Exercise prompt
Reproduce the listing word for word. Skip any image.

Object pointing dataset rows
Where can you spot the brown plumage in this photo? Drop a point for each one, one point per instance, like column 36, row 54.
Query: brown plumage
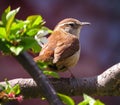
column 62, row 49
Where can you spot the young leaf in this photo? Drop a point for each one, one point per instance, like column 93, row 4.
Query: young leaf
column 9, row 18
column 34, row 20
column 2, row 33
column 16, row 50
column 51, row 73
column 16, row 89
column 66, row 99
column 8, row 87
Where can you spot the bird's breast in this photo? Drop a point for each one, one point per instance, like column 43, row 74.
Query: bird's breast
column 70, row 61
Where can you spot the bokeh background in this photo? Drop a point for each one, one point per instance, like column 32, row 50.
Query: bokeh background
column 100, row 41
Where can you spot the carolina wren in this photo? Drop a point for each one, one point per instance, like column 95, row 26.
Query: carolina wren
column 62, row 50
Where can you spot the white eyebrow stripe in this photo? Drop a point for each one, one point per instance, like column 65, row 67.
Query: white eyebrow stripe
column 65, row 23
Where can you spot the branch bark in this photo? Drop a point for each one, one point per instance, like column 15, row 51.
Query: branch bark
column 105, row 84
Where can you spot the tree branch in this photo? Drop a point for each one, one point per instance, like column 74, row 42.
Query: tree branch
column 41, row 80
column 105, row 84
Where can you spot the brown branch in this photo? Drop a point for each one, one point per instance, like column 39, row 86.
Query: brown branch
column 105, row 84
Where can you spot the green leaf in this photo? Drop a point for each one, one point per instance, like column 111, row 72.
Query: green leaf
column 66, row 99
column 4, row 15
column 34, row 20
column 29, row 42
column 9, row 18
column 16, row 49
column 16, row 89
column 3, row 46
column 90, row 101
column 32, row 32
column 2, row 87
column 51, row 73
column 8, row 87
column 2, row 33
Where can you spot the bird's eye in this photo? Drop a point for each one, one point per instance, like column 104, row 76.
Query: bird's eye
column 72, row 24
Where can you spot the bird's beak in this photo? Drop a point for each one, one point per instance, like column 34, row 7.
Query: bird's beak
column 85, row 23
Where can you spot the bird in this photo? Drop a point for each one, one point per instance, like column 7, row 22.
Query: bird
column 62, row 50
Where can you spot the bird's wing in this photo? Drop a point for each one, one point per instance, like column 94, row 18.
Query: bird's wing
column 66, row 48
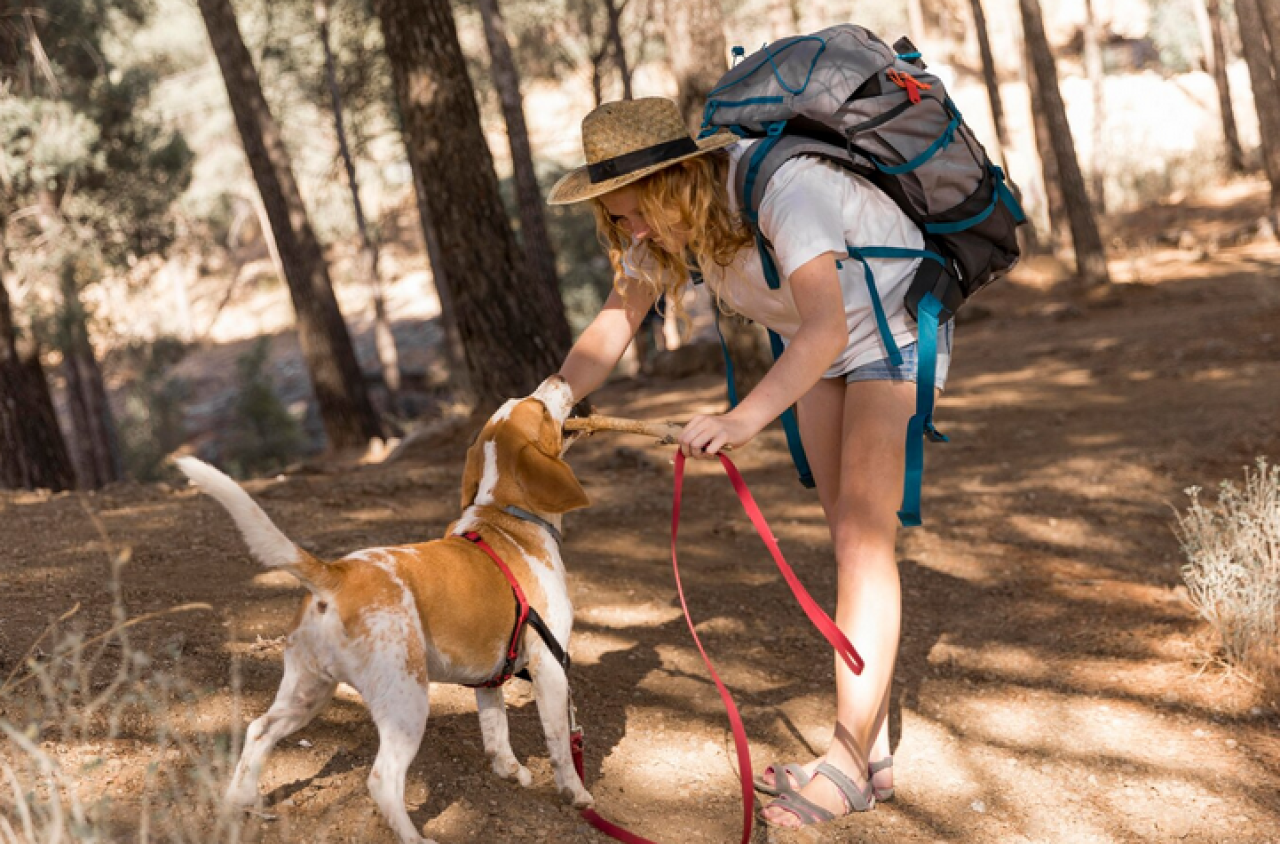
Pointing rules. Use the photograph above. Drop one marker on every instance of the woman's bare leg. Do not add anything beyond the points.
(863, 519)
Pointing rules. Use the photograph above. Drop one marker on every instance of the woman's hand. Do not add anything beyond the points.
(707, 436)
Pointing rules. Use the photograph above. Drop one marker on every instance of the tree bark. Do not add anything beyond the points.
(1097, 83)
(991, 78)
(1208, 14)
(453, 352)
(695, 48)
(339, 387)
(32, 450)
(1059, 231)
(613, 10)
(695, 40)
(1266, 92)
(512, 327)
(384, 341)
(1091, 263)
(529, 197)
(915, 26)
(1261, 18)
(95, 442)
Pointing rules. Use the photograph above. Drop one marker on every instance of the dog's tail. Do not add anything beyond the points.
(268, 543)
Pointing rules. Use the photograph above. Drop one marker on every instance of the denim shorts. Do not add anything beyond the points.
(885, 370)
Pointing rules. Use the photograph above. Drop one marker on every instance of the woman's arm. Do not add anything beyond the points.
(600, 346)
(821, 337)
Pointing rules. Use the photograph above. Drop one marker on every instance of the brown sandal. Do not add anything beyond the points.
(808, 812)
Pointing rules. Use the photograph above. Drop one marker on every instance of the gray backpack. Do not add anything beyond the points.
(848, 97)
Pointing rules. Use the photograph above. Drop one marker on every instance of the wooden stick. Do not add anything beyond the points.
(666, 433)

Exercise solution
Where can you spot the brown plumage in this photo? Drop a point for each one, one point per instance, like column 36, row 54.
Query: brown plumage
column 62, row 49
Where can you spot the young leaf in this photo? Drop a point for each one, one point per instance, like column 93, row 4.
Query: young leaf
column 9, row 18
column 34, row 20
column 2, row 33
column 16, row 50
column 51, row 73
column 16, row 89
column 66, row 99
column 8, row 87
Where can you spot the bird's breast in this photo? Drop a point for each one, one point per instance, like column 43, row 74.
Query: bird's breast
column 70, row 61
Where can you spot the bokeh background in this photo? Drop a point for each one, one point per instance, like column 32, row 50.
Query: bokeh background
column 100, row 41
Where can you spot the carolina wren in this photo? Drop a point for each one, one point per instance, like column 95, row 26.
Query: carolina wren
column 62, row 50
Where can you spot the white eyebrow stripe in this photo? Drop a point for each one, one point per instance, like column 65, row 67.
Query: white eyebrow stripe
column 65, row 23
Where can you spot the branch bark in this photo? Drop a point for each one, one point per instance, like column 15, row 51.
Query: branch bark
column 105, row 84
Where can you spot the tree branch in this photo? Drop a point for each one, one point per instance, like column 74, row 42.
Query: tree branch
column 41, row 80
column 105, row 84
Where can you spot the brown branch in this photo? Drop a point for each one, one point per instance, like column 39, row 86.
Query: brown branch
column 105, row 84
Where can you spot the green leaf in this photo? Drop a point for each one, one point per instance, like column 111, row 72.
Query: green leaf
column 66, row 99
column 4, row 15
column 34, row 20
column 29, row 42
column 9, row 18
column 16, row 49
column 16, row 89
column 3, row 46
column 90, row 101
column 32, row 32
column 2, row 87
column 51, row 73
column 8, row 87
column 2, row 33
Where can you spot the bird's eye in this photo? Drop a point for each one, one point per instance, like column 104, row 76.
Query: bird's eye
column 72, row 24
Where can you spot the bird's beak in this photo? Drop a point for each one, one point per instance, like column 34, row 7.
Query: bird's beak
column 85, row 23
Where can you spot the bird in this photo? Drop a point for each one, one point per instance, like column 7, row 22.
Query: bird
column 62, row 50
Where can you spot the bird's wing in this photo? Drop a point for each one, one point per instance, like column 94, row 18.
Query: bird's wing
column 66, row 48
Pointing rules. Use the photograph above. Drop one marker on every instance of the woman's bare leg. Do not add anything beyond the points.
(863, 519)
Pointing rules. Use the photograph above. Drop one marker on every instance of the woman's hand. Do not add anything beyond the points.
(707, 436)
Pointing rules. Use the photograph above. Drop one marker on every instance of the tree bark. Do not add anything beyond the points.
(1097, 83)
(991, 78)
(1208, 14)
(453, 352)
(695, 48)
(339, 387)
(32, 450)
(1059, 231)
(613, 10)
(695, 40)
(1266, 92)
(512, 327)
(384, 341)
(1091, 263)
(529, 197)
(915, 26)
(1261, 18)
(95, 442)
Pointing rules. Use the photograph above. Drop one marker on every instance of the dog's tail. Do not add anything beyond the points.
(268, 543)
Pointing rules. Use the photograph above. Drop one marker on every instance of the denim shorts. Do not add anything beyond the points.
(885, 370)
Pointing rules. Use the photograph above. Drop one marker on every instance of the woman's arm. Do not add anything beyond the points.
(600, 346)
(821, 337)
Pointing rules. Use the photograph above. Drop one marker on every instance of the brown sandal. Do not add anything beyond the points.
(808, 812)
Pointing rules. Use the photograph above. Drop one marker on every instance of the gray backpack. Do not add anything beyond the points.
(848, 97)
Pointing rules. Use the photograph above. Drop one marker on every instance of the wooden stick. Do not add anything beyond the points.
(666, 433)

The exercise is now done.